RECORDS FOR THIS TASK:

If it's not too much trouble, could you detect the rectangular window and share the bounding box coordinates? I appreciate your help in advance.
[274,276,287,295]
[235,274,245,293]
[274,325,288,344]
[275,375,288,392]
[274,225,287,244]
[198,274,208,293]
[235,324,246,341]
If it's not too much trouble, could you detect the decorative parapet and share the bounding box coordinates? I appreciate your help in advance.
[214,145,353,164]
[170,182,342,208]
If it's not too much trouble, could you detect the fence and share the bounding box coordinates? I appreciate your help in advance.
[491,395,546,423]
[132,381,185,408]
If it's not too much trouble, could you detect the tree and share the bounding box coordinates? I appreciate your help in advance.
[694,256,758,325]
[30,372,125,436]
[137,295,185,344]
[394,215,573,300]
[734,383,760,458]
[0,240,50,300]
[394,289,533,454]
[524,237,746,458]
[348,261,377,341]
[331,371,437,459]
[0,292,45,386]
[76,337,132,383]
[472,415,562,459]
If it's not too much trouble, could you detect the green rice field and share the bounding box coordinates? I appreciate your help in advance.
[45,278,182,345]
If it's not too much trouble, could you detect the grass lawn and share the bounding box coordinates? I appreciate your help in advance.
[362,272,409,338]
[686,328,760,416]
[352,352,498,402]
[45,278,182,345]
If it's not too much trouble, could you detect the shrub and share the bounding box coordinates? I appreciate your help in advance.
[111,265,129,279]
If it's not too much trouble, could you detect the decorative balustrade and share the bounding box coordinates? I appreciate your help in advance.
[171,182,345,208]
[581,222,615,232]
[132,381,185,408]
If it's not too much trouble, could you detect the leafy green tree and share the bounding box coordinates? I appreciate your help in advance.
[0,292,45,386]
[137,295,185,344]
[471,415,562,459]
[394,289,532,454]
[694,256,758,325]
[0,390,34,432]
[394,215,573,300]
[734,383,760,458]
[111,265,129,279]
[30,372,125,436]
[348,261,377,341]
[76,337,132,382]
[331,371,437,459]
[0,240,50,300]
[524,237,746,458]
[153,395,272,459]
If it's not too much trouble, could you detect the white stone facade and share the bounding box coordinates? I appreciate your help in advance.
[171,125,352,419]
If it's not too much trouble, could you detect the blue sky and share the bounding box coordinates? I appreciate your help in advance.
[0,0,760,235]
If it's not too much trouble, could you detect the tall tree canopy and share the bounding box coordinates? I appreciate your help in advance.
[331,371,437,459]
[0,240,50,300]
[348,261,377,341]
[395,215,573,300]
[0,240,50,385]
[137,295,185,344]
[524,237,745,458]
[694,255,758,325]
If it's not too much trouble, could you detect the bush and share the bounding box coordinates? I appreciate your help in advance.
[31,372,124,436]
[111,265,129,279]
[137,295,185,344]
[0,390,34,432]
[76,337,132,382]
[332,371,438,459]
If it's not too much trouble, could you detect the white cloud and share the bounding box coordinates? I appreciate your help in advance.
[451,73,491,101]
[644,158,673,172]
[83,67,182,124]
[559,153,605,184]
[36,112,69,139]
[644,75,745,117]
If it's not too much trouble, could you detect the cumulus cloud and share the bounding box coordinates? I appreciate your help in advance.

WHAT THE TASK ASKS:
Rewrite the rows from the very first line through the line containing "[235,324,246,341]", inclusive, substituting "arched window" for "rectangular window" and leaving everything else unchanged. Output only those lines.

REPLY:
If it's not too much trouble, could you detect the arched window and share the bounding box coordinates? I appreciate your help in advance.
[274,276,287,295]
[235,274,245,293]
[274,325,288,344]
[275,375,288,392]
[274,225,287,244]
[198,274,208,293]
[235,324,246,341]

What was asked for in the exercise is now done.